◆ **Listed records**:
----------------------------------------

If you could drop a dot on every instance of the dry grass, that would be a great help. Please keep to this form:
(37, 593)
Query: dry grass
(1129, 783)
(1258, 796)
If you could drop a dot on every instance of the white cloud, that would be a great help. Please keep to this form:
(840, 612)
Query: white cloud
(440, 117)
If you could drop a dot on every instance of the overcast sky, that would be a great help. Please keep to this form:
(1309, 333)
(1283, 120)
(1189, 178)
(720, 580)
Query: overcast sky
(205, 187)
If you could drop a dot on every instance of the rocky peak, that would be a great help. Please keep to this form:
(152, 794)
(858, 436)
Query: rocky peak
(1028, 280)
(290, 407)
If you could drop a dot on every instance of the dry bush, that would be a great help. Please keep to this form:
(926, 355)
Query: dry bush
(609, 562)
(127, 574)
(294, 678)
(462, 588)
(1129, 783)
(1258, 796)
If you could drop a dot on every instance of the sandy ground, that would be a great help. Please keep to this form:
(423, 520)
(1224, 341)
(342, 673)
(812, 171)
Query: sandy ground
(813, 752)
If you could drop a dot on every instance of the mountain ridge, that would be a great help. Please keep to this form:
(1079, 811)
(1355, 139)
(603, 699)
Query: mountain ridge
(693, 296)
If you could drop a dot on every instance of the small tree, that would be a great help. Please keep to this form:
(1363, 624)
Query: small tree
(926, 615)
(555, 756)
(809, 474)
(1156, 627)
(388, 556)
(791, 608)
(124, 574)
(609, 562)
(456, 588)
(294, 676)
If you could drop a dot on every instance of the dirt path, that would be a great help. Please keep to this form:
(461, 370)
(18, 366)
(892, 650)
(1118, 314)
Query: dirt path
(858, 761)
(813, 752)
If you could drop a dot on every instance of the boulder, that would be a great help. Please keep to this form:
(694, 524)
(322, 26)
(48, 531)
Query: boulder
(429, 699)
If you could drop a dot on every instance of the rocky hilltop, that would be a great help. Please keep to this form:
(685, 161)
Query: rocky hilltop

----------------------------------------

◆ **Problem requirements**:
Please set down the listing again word for word, beginning at the line that contains "rocky peak, that" and continuing through its final line.

◆ **Output for this exercise**:
If you could drop a dot on every instance of the rocky peak, that would be a great help. Please keep to this form:
(152, 794)
(858, 436)
Query: rocky peak
(1028, 280)
(290, 407)
If you could drop a dot on every instance of the dry bush, that would be a great help. Please keep to this form:
(926, 355)
Query: dry bush
(609, 562)
(127, 574)
(294, 678)
(462, 588)
(1129, 783)
(1258, 796)
If you could drop a dot on every instance of the sandy ground, that would be a great help. Please keep to this form:
(423, 520)
(1224, 341)
(342, 673)
(812, 171)
Query: sandy ground
(813, 752)
If you could drop a dot on every instance of the mountain ridge, that would be a great help. Please keep to this form:
(1079, 811)
(1355, 139)
(603, 699)
Query: mountain ridge
(693, 296)
If you could drop a dot on every instance of the small tree, that would be a great help. Please keep to this form:
(1363, 624)
Query: small tree
(926, 615)
(555, 756)
(809, 474)
(1156, 627)
(388, 556)
(791, 608)
(124, 574)
(609, 562)
(456, 588)
(294, 676)
If you could drop a dot on every instance of the dirt path, that would be a great help. Please keep to this form:
(461, 370)
(18, 366)
(892, 650)
(1118, 314)
Query: dirt path
(858, 761)
(813, 752)
If you could drop a dot on every instance of the boulder, that would be a great help. Please keep to this form:
(694, 524)
(322, 26)
(48, 531)
Query: boulder
(429, 699)
If you could drop a dot on every instance of the rocky hilltop, that would be a great help. Please keep to this form:
(685, 161)
Query: rocky hilltop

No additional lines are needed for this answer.